* **Arbeitsauftrag**:
Gib aus dem Bericht über den verurteilten Hamburger Zahnarzt den Abschnitt unverändert aus, beginnend mit „Foto: dpa/Daniel Reinhardt“ und fortlaufend bis einschließlich „Haft auf Bewährung.“.

* **Vorliegender Text**:
————————

Anderthalb Jahren Haft auf Bewährung Er zog seinen Patienten gesunde Zähne

Hamburg · Wegen brutaler Behandlungsfehler wird in Hamburg ein Zahnarzt zu anderthalb Jahren Haft auf Bewährung verurteilt.

 Das Gefängnis bleibt ihm wohl erspart: Wegen Behandlungsfehlern hat das Amtsgericht Hamburg den Zahnarzt zu anderthalb Jahren Haft auf Bewährung verurteilt. Die Staatsanwaltschaft hatte mehr gefordert.

Das Gefängnis bleibt ihm wohl erspart: Wegen Behandlungsfehlern hat das Amtsgericht Hamburg den Zahnarzt zu anderthalb Jahren Haft auf Bewährung verurteilt. Die Staatsanwaltschaft hatte mehr gefordert.

Foto: dpa/Daniel Reinhardt

Wegen Zahnschmerzen an Heiligabend geht eine Hamburgerin zum Zahnarzt – und erlebt eine folgenreiche Bescherung. Eigentlich hat sie nur Probleme mit einigen Vorderzähnen, die nach einem Unfall überkront wurden. Der Mediziner sagt ihr jedoch, ihre Zähne seien allesamt „Schrott“. Gleich am ersten Weihnachtstag operiert er sie acht Stunden lang und zieht dabei 15 Zähne, darunter zehn gesunde. Die Behandlung missglückt, wie ähnliche Eingriffe bei drei weiteren Patienten. Rund neun Jahre später kommt der Mediziner vor Gericht. Wegen vorsätzlicher Körperverletzung in vier Fällen verurteilt das Amtsgericht Hamburg den 55-Jährigen gestern zu anderthalb Jahren Haft auf Bewährung.

————————

* **Bereitgestellte Daten**:

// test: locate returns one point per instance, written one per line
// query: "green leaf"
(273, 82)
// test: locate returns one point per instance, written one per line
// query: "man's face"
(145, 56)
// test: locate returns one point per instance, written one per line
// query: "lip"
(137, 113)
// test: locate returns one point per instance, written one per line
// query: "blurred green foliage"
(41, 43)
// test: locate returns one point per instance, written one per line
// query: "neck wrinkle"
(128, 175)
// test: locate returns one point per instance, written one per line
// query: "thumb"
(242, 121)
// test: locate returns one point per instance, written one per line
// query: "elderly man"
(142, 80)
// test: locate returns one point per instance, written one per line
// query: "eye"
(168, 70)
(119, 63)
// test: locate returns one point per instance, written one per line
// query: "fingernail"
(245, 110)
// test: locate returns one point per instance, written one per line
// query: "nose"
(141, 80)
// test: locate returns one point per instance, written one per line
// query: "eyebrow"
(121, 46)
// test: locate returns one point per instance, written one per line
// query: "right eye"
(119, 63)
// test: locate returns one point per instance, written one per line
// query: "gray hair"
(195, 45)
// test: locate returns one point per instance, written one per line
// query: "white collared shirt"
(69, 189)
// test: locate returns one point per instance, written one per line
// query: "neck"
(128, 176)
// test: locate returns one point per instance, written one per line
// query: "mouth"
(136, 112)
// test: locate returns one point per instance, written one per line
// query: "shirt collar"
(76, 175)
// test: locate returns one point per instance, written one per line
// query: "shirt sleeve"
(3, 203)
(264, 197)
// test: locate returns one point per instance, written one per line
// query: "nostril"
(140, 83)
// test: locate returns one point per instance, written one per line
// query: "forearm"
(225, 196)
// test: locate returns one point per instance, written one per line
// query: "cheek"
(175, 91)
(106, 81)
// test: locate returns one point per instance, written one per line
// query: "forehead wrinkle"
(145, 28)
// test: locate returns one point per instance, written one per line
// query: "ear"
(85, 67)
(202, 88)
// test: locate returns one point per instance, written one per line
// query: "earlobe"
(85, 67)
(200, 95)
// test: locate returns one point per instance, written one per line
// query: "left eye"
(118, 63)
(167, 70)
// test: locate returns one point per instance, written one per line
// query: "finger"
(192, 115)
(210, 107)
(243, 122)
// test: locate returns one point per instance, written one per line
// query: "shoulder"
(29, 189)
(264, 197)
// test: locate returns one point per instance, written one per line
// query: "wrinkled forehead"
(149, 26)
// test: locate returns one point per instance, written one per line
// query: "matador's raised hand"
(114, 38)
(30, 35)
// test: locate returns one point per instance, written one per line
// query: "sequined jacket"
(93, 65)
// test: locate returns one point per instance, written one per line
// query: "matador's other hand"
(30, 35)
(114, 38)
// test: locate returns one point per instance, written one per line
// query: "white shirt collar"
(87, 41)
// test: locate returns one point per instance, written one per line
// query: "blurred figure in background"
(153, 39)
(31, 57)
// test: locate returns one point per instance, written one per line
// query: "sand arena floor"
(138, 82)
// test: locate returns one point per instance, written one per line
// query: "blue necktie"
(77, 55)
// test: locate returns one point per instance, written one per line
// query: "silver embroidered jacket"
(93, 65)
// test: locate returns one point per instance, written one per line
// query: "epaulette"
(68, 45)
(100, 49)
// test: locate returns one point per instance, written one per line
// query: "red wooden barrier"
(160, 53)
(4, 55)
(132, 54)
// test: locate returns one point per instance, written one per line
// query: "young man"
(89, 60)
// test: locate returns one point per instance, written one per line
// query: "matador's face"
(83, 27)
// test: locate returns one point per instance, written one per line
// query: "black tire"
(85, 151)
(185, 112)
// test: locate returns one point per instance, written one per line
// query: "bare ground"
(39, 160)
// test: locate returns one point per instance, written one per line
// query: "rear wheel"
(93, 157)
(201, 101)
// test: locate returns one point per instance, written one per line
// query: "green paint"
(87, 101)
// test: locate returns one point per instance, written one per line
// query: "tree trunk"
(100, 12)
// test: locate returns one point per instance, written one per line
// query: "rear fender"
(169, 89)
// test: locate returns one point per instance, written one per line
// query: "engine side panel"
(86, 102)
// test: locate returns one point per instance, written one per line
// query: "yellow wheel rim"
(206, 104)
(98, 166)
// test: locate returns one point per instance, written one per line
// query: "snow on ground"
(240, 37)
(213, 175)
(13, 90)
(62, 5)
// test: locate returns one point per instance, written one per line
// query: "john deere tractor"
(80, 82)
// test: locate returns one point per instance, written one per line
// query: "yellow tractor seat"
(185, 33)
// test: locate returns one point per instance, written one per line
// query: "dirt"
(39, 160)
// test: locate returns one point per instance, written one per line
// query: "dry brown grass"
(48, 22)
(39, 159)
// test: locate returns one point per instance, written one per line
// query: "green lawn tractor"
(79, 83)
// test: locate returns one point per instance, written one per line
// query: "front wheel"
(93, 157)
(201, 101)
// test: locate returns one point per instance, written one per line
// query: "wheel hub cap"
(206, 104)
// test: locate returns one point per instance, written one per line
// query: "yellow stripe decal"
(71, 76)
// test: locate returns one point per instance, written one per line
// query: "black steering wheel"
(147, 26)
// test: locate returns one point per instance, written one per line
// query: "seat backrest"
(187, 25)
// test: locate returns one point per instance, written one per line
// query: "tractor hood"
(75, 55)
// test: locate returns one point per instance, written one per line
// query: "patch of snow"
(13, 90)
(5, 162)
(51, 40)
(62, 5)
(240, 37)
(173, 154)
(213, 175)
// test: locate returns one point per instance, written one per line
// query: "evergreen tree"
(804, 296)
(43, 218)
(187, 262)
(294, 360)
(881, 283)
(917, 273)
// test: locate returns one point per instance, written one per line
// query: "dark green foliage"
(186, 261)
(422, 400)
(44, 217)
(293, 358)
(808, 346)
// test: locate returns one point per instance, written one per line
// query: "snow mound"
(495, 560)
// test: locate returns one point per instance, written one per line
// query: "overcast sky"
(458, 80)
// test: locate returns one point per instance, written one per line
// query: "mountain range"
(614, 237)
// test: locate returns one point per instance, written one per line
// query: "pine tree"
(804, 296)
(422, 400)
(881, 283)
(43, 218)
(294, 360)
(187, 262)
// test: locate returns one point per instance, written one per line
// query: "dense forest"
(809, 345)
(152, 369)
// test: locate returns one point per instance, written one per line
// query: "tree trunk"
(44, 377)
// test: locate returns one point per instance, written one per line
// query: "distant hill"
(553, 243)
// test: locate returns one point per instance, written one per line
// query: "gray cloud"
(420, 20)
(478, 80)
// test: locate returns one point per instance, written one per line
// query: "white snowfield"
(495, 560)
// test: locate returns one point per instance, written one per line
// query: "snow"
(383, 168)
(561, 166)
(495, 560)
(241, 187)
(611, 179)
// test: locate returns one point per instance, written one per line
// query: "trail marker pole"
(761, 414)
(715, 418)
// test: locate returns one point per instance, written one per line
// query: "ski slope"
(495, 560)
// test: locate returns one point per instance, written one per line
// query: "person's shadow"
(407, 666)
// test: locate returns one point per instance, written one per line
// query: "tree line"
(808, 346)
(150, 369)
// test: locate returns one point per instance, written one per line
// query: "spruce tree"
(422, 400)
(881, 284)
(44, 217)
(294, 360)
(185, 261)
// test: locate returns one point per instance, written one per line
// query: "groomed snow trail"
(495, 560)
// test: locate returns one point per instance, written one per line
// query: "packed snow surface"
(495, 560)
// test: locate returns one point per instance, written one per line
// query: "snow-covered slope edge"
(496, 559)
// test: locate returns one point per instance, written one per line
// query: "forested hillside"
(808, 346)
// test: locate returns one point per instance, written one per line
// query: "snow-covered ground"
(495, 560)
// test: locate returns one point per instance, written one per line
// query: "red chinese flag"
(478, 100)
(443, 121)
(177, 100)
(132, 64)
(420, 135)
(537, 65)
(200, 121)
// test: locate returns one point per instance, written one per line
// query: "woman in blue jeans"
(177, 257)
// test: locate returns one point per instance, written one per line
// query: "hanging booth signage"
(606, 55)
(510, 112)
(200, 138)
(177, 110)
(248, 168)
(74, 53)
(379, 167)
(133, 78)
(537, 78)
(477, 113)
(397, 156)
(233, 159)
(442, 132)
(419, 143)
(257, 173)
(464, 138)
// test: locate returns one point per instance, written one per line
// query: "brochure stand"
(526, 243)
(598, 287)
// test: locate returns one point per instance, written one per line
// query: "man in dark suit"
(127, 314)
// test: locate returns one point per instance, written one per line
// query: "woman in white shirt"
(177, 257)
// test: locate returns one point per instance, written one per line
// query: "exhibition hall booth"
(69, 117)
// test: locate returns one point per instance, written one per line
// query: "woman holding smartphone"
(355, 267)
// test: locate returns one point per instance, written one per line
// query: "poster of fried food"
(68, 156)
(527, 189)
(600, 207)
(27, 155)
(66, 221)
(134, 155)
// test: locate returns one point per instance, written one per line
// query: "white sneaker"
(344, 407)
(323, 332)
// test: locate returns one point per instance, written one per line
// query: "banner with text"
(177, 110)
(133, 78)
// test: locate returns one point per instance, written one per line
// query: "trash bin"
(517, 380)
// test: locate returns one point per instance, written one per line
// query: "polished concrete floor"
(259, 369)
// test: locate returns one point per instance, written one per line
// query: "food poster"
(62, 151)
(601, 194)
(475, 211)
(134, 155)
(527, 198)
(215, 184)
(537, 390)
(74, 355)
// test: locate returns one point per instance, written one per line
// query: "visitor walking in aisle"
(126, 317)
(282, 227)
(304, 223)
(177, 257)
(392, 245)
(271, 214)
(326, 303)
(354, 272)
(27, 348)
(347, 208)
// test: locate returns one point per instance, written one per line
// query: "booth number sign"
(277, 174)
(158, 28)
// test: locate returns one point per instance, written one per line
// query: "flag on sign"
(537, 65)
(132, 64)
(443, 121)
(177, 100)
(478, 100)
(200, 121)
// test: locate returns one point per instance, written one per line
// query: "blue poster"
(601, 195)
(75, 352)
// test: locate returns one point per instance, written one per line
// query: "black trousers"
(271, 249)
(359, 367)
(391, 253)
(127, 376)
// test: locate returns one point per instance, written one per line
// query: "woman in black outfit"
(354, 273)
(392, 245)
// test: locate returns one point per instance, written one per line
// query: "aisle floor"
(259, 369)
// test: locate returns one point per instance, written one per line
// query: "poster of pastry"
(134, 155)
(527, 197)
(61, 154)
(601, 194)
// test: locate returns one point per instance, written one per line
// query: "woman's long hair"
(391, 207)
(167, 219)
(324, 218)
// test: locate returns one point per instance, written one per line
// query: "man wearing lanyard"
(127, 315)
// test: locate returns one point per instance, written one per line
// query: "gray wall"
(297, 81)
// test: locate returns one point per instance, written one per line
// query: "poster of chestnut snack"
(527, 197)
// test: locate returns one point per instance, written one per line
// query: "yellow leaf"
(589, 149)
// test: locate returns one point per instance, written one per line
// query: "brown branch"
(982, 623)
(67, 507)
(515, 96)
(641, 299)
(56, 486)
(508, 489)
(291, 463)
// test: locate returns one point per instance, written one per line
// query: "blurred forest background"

————————

* **Antwortbereich**:
Foto: dpa/Daniel Reinhardt

Wegen Zahnschmerzen an Heiligabend geht eine Hamburgerin zum Zahnarzt – und erlebt eine folgenreiche Bescherung. Eigentlich hat sie nur Probleme mit einigen Vorderzähnen, die nach einem Unfall überkront wurden. Der Mediziner sagt ihr jedoch, ihre Zähne seien allesamt „Schrott“. Gleich am ersten Weihnachtstag operiert er sie acht Stunden lang und zieht dabei 15 Zähne, darunter zehn gesunde. Die Behandlung missglückt, wie ähnliche Eingriffe bei drei weiteren Patienten. Rund neun Jahre später kommt der Mediziner vor Gericht. Wegen vorsätzlicher Körperverletzung in vier Fällen verurteilt das Amtsgericht Hamburg den 55-Jährigen gestern zu anderthalb Jahren Haft auf Bewährung.